**TASKS AND EXERCISES:**
a – In the passage on the officer's assessment of Ms. Klochek's risk, write out the part starting at "The officer did" and ending at "returned to Belarus.", swapping "Belarus" for "Moldova" wherever it occurs.
b – Return the records starting at their first line and ending at the line that contains "Mark the region of every instance of the jersey", reproducing each line without any change.

The officer did consider whether the duration of any sentence Ms. Klochek might
have to serve would be disproportionate with international standards and found
there was insufficient evidence on the subject. He went on to consider prison
conditions but, as described above, found that any risk arising from serving a
prison term in Belarus was “tied to lawful sanctions” and, therefore, not an issue.
[10]
If
a person is to be denied protection because the risk to which he or she is
subject derives from a lawful sanction, the next question is whether that
sanction accords with accepted international standards. In my view, the officer
did not answer that question and, therefore, the officer failed to deal with an
important aspect of the risk to which Ms. Klochek would be subject if she
returned to Belarus.

**MATERIAL:**
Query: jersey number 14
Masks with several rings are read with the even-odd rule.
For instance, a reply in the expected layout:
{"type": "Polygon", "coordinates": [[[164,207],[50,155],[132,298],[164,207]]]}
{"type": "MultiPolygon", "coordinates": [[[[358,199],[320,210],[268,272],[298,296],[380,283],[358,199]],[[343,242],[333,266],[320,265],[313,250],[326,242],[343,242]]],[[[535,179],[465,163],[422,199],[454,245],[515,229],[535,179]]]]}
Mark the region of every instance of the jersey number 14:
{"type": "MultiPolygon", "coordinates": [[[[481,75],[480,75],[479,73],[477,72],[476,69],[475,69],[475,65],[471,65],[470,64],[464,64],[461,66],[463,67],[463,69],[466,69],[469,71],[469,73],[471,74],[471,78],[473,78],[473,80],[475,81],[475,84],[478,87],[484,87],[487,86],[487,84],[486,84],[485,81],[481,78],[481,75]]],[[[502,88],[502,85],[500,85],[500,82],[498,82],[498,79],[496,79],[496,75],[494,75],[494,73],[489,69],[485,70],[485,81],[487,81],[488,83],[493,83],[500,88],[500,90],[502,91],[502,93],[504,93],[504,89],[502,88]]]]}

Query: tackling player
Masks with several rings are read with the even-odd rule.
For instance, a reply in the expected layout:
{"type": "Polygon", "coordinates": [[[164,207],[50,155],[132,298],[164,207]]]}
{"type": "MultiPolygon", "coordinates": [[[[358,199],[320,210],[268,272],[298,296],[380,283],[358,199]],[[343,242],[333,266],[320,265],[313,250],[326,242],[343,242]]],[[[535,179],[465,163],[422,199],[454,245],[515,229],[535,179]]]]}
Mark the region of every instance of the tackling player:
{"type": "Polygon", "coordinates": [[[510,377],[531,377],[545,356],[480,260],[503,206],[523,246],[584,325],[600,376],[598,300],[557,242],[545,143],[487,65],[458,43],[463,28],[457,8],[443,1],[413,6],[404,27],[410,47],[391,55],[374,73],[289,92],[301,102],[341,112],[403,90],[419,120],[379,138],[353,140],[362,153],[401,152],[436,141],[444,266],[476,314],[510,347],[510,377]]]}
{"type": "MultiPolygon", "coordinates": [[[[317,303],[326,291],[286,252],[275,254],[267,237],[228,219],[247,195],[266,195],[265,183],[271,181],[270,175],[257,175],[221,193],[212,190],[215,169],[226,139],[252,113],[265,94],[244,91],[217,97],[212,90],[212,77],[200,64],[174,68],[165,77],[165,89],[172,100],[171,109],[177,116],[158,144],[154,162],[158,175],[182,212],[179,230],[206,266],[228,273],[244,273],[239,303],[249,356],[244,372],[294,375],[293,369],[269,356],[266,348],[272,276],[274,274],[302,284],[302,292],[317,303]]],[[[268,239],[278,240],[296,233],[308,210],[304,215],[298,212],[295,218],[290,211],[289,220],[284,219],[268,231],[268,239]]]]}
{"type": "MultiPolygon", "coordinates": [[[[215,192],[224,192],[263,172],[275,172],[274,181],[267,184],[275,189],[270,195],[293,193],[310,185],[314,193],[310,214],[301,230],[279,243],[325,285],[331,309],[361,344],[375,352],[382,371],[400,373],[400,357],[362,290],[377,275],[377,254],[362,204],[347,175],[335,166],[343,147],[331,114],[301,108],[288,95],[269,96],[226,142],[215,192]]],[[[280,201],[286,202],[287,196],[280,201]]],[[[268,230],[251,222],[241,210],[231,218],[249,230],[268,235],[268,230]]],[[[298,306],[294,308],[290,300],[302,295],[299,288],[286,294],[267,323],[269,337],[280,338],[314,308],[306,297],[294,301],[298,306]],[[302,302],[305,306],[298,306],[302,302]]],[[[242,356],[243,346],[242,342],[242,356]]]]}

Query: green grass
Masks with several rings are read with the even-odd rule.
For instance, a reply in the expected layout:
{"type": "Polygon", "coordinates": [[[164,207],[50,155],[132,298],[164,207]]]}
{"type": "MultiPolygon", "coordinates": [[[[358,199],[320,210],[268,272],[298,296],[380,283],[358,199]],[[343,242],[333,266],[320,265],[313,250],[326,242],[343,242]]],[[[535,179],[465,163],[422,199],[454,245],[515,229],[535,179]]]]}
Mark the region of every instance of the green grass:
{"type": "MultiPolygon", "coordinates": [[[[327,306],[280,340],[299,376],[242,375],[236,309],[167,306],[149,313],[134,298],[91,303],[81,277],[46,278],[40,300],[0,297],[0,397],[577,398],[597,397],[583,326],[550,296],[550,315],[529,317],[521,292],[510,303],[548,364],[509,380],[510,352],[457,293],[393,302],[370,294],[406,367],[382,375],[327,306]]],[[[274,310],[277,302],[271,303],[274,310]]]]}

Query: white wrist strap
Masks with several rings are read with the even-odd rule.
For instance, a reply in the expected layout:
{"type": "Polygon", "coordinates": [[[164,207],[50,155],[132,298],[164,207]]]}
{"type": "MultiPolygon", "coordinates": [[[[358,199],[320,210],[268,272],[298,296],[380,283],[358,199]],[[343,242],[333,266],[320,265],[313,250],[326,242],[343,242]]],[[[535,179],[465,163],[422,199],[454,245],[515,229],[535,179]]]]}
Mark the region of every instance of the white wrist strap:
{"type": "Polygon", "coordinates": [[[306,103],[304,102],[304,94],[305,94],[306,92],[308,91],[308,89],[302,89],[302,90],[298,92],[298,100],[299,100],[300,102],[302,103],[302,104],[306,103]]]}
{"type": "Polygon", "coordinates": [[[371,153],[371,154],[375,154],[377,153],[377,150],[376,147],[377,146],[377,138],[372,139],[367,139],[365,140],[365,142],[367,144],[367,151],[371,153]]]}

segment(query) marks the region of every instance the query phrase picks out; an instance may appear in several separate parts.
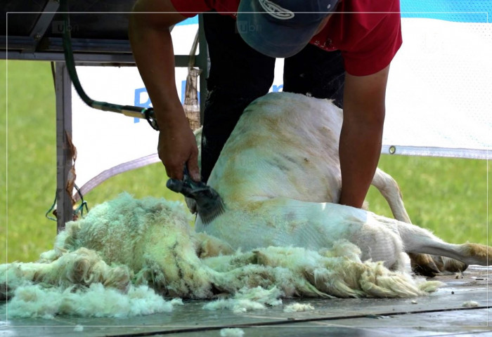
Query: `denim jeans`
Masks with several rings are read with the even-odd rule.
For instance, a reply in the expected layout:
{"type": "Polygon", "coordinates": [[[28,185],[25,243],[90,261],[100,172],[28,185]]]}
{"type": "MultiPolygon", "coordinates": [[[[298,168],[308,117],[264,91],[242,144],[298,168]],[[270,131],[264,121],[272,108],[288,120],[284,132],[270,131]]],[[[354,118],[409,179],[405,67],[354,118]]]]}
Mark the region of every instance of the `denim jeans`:
{"type": "MultiPolygon", "coordinates": [[[[268,92],[275,58],[250,47],[228,15],[210,12],[203,18],[210,57],[202,138],[202,178],[206,182],[245,108],[268,92]]],[[[333,99],[342,107],[342,55],[309,44],[285,60],[283,81],[283,91],[333,99]]]]}

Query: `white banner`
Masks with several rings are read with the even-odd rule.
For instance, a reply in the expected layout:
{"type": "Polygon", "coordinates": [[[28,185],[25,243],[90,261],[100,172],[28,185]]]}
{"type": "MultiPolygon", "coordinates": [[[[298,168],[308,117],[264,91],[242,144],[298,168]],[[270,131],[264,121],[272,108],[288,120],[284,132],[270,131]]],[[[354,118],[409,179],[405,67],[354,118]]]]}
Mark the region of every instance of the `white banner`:
{"type": "MultiPolygon", "coordinates": [[[[189,53],[198,29],[193,20],[173,30],[176,54],[189,53]]],[[[486,158],[492,149],[492,25],[403,18],[402,29],[403,45],[388,84],[383,152],[486,158]]],[[[271,91],[282,90],[283,67],[278,60],[271,91]]],[[[136,67],[77,72],[94,100],[150,106],[136,67]]],[[[181,98],[186,73],[176,68],[181,98]]],[[[146,121],[91,109],[75,91],[72,98],[79,187],[112,166],[156,152],[157,133],[146,121]]]]}

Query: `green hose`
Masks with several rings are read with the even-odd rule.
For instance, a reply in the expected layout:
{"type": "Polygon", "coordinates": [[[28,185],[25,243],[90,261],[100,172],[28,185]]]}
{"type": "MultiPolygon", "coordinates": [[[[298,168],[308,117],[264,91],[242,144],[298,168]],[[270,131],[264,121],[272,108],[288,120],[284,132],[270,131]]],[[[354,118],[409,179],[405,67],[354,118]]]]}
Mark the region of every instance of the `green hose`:
{"type": "Polygon", "coordinates": [[[87,95],[84,88],[82,88],[82,86],[80,84],[79,77],[75,70],[75,61],[74,60],[73,51],[72,49],[72,37],[70,34],[70,29],[67,28],[70,27],[70,15],[68,13],[68,0],[60,0],[60,9],[63,13],[63,23],[65,25],[63,39],[65,62],[67,70],[68,71],[68,75],[79,96],[80,96],[82,100],[91,107],[99,110],[118,112],[132,117],[144,118],[147,119],[150,126],[155,130],[159,130],[157,121],[154,119],[154,110],[151,107],[145,108],[134,107],[133,105],[120,105],[118,104],[108,103],[108,102],[94,100],[87,95]]]}

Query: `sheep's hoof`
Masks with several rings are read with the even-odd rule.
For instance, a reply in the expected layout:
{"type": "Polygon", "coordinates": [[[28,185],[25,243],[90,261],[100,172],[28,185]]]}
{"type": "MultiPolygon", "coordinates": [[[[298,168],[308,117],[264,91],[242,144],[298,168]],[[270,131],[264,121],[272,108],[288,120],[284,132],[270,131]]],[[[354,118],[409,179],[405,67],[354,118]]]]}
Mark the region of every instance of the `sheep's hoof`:
{"type": "Polygon", "coordinates": [[[430,255],[408,253],[412,271],[417,275],[434,277],[441,272],[430,255]]]}

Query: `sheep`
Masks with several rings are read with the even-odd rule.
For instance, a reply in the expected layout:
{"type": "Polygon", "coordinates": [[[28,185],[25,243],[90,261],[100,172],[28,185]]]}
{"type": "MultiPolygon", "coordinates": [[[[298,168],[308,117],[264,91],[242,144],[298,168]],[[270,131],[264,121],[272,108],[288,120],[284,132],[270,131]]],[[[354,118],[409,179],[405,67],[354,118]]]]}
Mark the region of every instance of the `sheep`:
{"type": "Polygon", "coordinates": [[[207,225],[198,217],[196,230],[245,249],[293,246],[318,250],[345,239],[361,249],[363,260],[384,261],[393,270],[402,267],[406,253],[424,265],[424,271],[436,266],[432,257],[421,254],[444,256],[444,269],[488,265],[490,247],[445,243],[411,225],[396,182],[380,170],[373,184],[396,220],[337,204],[342,121],[342,110],[326,100],[272,93],[252,103],[208,180],[227,210],[207,225]]]}
{"type": "MultiPolygon", "coordinates": [[[[341,124],[341,110],[328,100],[268,94],[247,108],[212,172],[208,183],[221,195],[224,214],[208,224],[198,216],[193,230],[181,204],[124,194],[67,223],[39,261],[0,265],[0,293],[13,296],[11,305],[31,284],[76,293],[101,284],[122,293],[143,285],[167,297],[235,294],[243,303],[262,293],[410,297],[439,282],[413,278],[406,253],[430,265],[422,253],[462,261],[441,269],[488,265],[489,247],[447,244],[411,225],[398,185],[380,170],[373,183],[397,220],[336,204],[341,124]]],[[[214,305],[261,306],[208,307],[214,305]]]]}

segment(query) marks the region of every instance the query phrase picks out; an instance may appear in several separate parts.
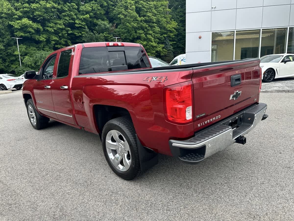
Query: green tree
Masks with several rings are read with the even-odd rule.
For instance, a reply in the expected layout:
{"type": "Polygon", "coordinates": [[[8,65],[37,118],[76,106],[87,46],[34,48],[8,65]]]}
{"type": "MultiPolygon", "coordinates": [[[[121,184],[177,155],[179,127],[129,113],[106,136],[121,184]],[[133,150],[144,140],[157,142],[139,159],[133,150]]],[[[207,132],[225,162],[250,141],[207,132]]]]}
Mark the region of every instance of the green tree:
{"type": "Polygon", "coordinates": [[[164,42],[162,53],[161,58],[163,60],[169,63],[173,60],[174,58],[173,47],[167,38],[164,42]]]}

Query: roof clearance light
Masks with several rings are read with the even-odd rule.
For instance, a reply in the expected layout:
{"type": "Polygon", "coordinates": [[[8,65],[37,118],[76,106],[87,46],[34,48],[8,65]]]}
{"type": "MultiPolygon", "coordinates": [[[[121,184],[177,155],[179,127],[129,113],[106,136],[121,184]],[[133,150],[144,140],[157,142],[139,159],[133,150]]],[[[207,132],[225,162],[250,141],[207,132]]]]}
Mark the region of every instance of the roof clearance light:
{"type": "Polygon", "coordinates": [[[106,46],[124,46],[123,43],[121,42],[108,42],[106,46]]]}

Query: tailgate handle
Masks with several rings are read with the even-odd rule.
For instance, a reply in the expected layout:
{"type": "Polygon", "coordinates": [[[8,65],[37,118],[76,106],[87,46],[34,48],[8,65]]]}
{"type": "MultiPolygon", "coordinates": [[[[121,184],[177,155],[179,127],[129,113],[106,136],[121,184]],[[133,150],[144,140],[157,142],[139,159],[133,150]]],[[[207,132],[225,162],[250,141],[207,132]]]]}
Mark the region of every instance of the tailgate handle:
{"type": "Polygon", "coordinates": [[[241,84],[241,75],[231,76],[231,86],[234,87],[241,84]]]}

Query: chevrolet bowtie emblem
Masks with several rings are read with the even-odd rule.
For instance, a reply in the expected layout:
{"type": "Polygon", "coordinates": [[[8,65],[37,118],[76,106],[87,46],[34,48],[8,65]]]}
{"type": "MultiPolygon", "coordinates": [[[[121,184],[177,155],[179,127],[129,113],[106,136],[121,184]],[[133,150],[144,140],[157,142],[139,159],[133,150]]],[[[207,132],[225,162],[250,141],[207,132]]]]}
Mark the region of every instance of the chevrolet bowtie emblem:
{"type": "Polygon", "coordinates": [[[239,91],[238,90],[235,91],[235,93],[231,95],[231,96],[230,98],[230,100],[232,100],[233,99],[234,100],[235,100],[236,99],[238,99],[238,98],[241,95],[241,93],[242,92],[242,91],[239,91]]]}

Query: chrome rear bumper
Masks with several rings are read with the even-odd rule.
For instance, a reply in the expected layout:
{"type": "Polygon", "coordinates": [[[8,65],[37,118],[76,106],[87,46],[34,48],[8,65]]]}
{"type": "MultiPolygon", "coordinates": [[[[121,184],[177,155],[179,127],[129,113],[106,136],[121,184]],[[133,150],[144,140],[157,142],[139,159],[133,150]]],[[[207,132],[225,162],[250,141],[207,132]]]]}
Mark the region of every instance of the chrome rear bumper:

**LIST OF SOLUTIONS:**
a –
The officer did consider whether the duration of any sentence Ms. Klochek might
have to serve would be disproportionate with international standards and found
there was insufficient evidence on the subject. He went on to consider prison
conditions but, as described above, found that any risk arising from serving a
prison term in Moldova was “tied to lawful sanctions” and, therefore, not an issue.
[10]
If
a person is to be denied protection because the risk to which he or she is
subject derives from a lawful sanction, the next question is whether that
sanction accords with accepted international standards. In my view, the officer
did not answer that question and, therefore, the officer failed to deal with an
important aspect of the risk to which Ms. Klochek would be subject if she
returned to Moldova.

b –
Query: jersey number 14
Masks with several rings are read with the even-odd rule.
For instance, a reply in the expected layout:
{"type": "Polygon", "coordinates": [[[164,207],[50,155],[132,298],[164,207]]]}
{"type": "MultiPolygon", "coordinates": [[[[358,199],[320,210],[268,272],[298,296],[380,283],[358,199]],[[343,242],[333,266],[320,265],[313,250],[326,242],[343,242]]],[[[535,179],[465,163],[422,199],[454,245],[515,229],[535,179]]]]}
Mark the region of every instance of the jersey number 14:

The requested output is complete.